Rows taken from a collection:
****************************************

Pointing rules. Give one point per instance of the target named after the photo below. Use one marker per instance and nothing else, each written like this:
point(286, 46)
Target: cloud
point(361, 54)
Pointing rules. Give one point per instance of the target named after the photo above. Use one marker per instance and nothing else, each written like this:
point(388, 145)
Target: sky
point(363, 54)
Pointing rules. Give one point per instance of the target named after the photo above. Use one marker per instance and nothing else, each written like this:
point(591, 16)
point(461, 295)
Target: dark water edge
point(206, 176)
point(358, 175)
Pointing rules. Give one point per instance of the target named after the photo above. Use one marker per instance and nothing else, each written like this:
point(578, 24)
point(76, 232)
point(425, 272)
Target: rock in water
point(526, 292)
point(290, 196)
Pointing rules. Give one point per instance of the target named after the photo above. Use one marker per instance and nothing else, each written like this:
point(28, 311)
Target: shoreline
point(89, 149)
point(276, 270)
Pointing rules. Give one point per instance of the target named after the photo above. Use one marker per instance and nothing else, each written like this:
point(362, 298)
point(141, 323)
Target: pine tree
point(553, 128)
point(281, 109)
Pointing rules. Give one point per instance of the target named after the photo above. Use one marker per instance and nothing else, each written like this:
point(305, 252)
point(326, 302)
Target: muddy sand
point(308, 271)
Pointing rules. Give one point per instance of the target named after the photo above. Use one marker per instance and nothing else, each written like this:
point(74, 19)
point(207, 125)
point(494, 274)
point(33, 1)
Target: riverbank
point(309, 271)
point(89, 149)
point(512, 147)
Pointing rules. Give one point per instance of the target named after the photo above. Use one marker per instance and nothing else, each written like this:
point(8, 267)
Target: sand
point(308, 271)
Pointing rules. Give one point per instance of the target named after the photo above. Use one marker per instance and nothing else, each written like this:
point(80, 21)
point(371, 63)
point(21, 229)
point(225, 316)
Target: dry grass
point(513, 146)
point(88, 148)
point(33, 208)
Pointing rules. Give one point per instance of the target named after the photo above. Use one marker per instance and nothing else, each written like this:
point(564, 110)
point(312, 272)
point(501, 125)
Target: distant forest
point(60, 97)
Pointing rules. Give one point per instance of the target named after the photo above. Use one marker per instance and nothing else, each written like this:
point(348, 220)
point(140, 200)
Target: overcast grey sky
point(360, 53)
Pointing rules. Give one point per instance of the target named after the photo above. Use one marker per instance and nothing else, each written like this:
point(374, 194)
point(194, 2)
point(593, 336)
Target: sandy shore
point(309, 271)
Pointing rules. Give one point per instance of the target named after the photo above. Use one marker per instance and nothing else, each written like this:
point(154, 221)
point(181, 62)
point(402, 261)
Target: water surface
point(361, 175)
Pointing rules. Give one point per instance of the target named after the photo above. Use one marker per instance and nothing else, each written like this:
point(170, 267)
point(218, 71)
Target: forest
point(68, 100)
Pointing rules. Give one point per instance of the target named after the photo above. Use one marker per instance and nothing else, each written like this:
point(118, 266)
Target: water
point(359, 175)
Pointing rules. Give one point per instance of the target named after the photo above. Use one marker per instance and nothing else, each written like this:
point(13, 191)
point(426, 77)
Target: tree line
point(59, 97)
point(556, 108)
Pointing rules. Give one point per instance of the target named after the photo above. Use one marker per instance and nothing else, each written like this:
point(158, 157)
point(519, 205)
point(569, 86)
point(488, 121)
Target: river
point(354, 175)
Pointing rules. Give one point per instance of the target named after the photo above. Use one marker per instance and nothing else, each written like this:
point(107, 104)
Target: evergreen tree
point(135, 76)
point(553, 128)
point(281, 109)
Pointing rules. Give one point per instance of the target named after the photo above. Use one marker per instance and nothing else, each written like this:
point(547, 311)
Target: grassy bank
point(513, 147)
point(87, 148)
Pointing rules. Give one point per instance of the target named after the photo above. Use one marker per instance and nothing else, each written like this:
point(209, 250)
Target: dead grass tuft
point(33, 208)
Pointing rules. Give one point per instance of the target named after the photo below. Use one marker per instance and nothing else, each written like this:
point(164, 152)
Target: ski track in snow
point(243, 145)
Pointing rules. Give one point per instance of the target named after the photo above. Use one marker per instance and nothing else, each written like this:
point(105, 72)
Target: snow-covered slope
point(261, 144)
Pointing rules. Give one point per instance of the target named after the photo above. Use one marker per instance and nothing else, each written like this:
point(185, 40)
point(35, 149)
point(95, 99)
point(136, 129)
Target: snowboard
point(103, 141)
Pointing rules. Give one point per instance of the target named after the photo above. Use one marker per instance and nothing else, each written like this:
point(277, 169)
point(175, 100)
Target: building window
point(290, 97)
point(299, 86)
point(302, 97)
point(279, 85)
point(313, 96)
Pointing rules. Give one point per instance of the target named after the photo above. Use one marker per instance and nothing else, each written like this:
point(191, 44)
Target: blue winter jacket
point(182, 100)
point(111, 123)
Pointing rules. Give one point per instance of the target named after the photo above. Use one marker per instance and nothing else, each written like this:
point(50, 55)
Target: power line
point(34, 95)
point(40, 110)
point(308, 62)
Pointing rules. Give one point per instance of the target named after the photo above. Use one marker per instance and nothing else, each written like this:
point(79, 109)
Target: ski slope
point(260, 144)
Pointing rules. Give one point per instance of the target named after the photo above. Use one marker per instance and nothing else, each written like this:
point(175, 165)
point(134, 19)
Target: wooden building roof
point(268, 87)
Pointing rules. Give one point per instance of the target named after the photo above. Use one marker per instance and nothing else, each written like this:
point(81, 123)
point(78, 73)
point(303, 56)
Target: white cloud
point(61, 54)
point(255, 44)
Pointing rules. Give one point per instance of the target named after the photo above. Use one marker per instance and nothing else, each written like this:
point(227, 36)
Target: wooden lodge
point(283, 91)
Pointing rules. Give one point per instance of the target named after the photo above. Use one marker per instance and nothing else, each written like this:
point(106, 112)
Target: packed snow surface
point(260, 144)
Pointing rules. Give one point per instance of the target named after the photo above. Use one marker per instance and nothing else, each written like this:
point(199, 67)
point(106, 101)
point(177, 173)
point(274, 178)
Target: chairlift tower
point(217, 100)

****************************************

**PROBLEM TO SOLVE**
Reproduce every one of the rows above, word for word and unchanged.

**RESULT OF THE TASK**
Pointing rules. Give one point per instance of the target named after the photo below. Use one marker per instance and nothing else, each written like this:
point(286, 46)
Target: cloud
point(361, 54)
Pointing rules. Give one point per instance of the target named after the photo above. Use one marker per instance and nothing else, each written like this:
point(388, 145)
Target: sky
point(363, 54)
Pointing rules. Give one point per instance of the target named after the photo above. Use one marker per instance and nothing else, each written like this:
point(591, 16)
point(461, 295)
Target: dark water edge
point(206, 176)
point(358, 175)
Pointing rules. Give one point per instance of the target named after the photo above. Use one marker per instance and nothing else, each written like this:
point(578, 24)
point(76, 232)
point(425, 272)
Target: rock in water
point(526, 292)
point(290, 196)
Pointing rules. Give one point per instance of the target named after the photo above. Use one marker per instance and nothing else, each written like this:
point(28, 311)
Target: shoreline
point(89, 149)
point(276, 270)
Pointing rules. Give one point per instance of the target named after the photo above. Use one marker per instance and nothing else, each written like this:
point(362, 298)
point(141, 323)
Target: pine tree
point(553, 128)
point(281, 109)
Pointing rules. Give one point per instance of the target named after the photo above. Use one marker per instance and nothing else, each written like this:
point(305, 252)
point(326, 302)
Target: muddy sand
point(308, 271)
Pointing rules. Give one point per instance of the target named after the photo above. Use one marker per instance and nothing else, each written like this:
point(74, 19)
point(207, 125)
point(494, 274)
point(33, 1)
Target: riverbank
point(309, 271)
point(89, 149)
point(512, 147)
Pointing rules. Give one point per instance of the target named after the photo above. Use one marker per instance and nothing else, each written like this:
point(8, 267)
Target: sand
point(308, 271)
Pointing rules. Give one point per instance of the target named after the photo above. Use one marker per instance and nothing else, each written like this:
point(80, 21)
point(371, 63)
point(21, 229)
point(225, 316)
Target: dry grass
point(513, 146)
point(88, 148)
point(33, 208)
Pointing rules. Give one point per instance of the target named after the photo above. Use one marker per instance and nothing else, each written like this:
point(564, 110)
point(312, 272)
point(501, 125)
Target: distant forest
point(60, 97)
Pointing rules. Give one point per instance of the target named after the photo above. Use one marker per instance and nothing else, each written like this:
point(348, 220)
point(140, 200)
Target: overcast grey sky
point(360, 53)
Pointing rules. Give one point per instance of the target named after the photo above. Use one marker per instance and nothing else, each written like this:
point(374, 194)
point(194, 2)
point(593, 336)
Target: sandy shore
point(309, 271)
Pointing rules. Give one point per instance of the target named after the photo above. Use one marker per instance and nothing else, each written like this:
point(154, 221)
point(181, 62)
point(402, 261)
Target: water surface
point(361, 175)
Pointing rules. Give one point per instance of the target named after the photo above. Use one marker per instance and nothing else, each written like this:
point(170, 267)
point(218, 71)
Target: forest
point(68, 100)
Pointing rules. Give one point per instance of the target named after the photo above. Use one marker per instance and nothing else, each written like this:
point(118, 266)
Target: water
point(359, 175)
Pointing rules. Give one point per instance of the target named after the photo above. Use one marker per instance and nothing else, each written like this:
point(13, 191)
point(426, 77)
Target: tree line
point(59, 97)
point(556, 108)
Pointing rules. Give one point per instance of the target named after the photo above. Use one marker per instance and nothing else, each written like this:
point(158, 157)
point(519, 205)
point(569, 86)
point(488, 121)
Target: river
point(354, 175)
Pointing rules. Give one point per instance of the target named after the photo above. Use one marker per instance and nothing else, each written like this:
point(107, 104)
Target: evergreen tree
point(135, 76)
point(553, 128)
point(281, 109)
Pointing rules. Give one point per instance of the target named after the photo above. Use one marker per instance and nothing else, each written like this:
point(547, 311)
Target: grassy bank
point(513, 147)
point(87, 148)
Pointing rules. Give one point per instance of the target named after the photo above. Use one marker per instance and nothing else, each written like this:
point(209, 250)
Target: dead grass tuft
point(33, 208)
Pointing rules. Give one point per instance of the target named after the photo below. Use one marker per instance and nothing else, each written like this:
point(164, 152)
Target: ski track in snow
point(243, 145)
Pointing rules. Give one point per instance of the target named after the photo above. Use one marker per instance and nothing else, each written like this:
point(105, 72)
Target: snow-covered slope
point(261, 144)
Pointing rules. Give one point per instance of the target named after the photo above. Use one marker per instance and nothing else, each written like this:
point(185, 40)
point(35, 149)
point(95, 99)
point(136, 129)
Target: snowboard
point(103, 141)
Pointing rules. Give one point per instance of the target named after the photo above. Use one marker per instance and nothing else, each written like this:
point(277, 169)
point(175, 100)
Target: building window
point(290, 97)
point(299, 86)
point(302, 97)
point(279, 85)
point(313, 96)
Pointing rules. Give one point per instance of the target named after the photo above. Use one marker per instance and nothing else, each written like this:
point(191, 44)
Target: blue winter jacket
point(182, 100)
point(111, 123)
Pointing rules. Give one point per instance of the target named after the photo above. Use one marker per instance and nothing else, each written like this:
point(50, 55)
Target: power line
point(34, 95)
point(40, 110)
point(308, 62)
Pointing rules. Give one point per instance of the target named after the photo above. Use one marker per instance and nothing else, each written like this:
point(79, 109)
Target: ski slope
point(260, 144)
Pointing rules. Give one point per instance of the target named after the photo above. Use one marker per instance and nothing else, each written like this:
point(175, 165)
point(134, 19)
Target: wooden building roof
point(268, 87)
Pointing rules. Give one point per instance of the target named after the photo above. Use one marker per instance and nothing else, each written like this:
point(81, 123)
point(78, 73)
point(303, 56)
Target: white cloud
point(61, 54)
point(255, 44)
Pointing rules. Give one point per instance of the target named after the photo above. Use one marker per instance and nothing else, each written like this:
point(227, 36)
Target: wooden lodge
point(283, 91)
Pointing rules. Give one point per instance of the target named after the photo above. Use one marker per instance and nothing else, each written like this:
point(106, 112)
Target: packed snow surface
point(260, 144)
Pointing rules. Give one point per instance of the target named after the photo above. Use one marker per instance and nothing else, each written like this:
point(199, 67)
point(106, 101)
point(177, 173)
point(274, 178)
Target: chairlift tower
point(217, 100)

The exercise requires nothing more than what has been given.